### Assignment
Locate every line in the records that contains the word "instance" and copy each one in full. Matching is case-sensitive.

### Dataset entries
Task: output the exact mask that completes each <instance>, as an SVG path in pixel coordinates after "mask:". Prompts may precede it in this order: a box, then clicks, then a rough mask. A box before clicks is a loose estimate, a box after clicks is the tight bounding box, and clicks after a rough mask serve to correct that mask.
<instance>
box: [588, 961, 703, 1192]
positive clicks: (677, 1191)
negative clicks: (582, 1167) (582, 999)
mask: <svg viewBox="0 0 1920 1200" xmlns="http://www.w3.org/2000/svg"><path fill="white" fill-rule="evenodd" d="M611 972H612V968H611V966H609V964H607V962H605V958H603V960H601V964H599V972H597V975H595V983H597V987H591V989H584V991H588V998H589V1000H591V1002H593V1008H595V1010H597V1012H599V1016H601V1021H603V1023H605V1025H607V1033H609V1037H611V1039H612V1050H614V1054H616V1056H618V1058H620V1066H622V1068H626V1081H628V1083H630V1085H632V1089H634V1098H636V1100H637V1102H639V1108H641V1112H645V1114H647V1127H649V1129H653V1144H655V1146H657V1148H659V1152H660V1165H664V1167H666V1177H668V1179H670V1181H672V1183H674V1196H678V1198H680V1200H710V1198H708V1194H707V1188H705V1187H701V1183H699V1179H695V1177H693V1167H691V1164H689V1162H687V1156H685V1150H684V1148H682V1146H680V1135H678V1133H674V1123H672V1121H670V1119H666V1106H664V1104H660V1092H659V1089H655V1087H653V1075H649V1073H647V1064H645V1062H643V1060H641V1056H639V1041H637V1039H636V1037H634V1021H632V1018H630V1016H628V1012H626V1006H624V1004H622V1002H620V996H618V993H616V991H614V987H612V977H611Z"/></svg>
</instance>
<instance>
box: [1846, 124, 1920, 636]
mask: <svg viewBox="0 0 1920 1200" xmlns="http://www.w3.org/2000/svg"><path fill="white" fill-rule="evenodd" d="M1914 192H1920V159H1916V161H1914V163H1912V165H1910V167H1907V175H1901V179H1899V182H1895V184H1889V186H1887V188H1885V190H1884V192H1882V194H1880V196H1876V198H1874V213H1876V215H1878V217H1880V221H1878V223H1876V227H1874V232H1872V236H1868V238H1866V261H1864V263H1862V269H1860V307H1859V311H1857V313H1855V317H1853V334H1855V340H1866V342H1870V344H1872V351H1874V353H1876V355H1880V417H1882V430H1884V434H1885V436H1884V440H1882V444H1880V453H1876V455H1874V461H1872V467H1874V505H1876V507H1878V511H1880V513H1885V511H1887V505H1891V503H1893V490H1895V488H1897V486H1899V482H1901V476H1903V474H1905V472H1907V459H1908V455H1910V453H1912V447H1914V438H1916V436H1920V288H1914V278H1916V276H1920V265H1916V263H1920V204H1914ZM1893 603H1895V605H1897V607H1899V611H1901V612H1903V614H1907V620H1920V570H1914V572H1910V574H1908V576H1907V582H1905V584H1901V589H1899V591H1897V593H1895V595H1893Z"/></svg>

### Result
Task: output the exact mask that completes each <instance>, as an SVG path in pixel coordinates after "mask:". Prompts may precede it in this order: a box, then clicks, then a rough mask. A box before clicks is a loose estimate, a box after clicks is the tight bounding box, and clicks after a rough mask serve to correct that mask.
<instance>
</instance>
<instance>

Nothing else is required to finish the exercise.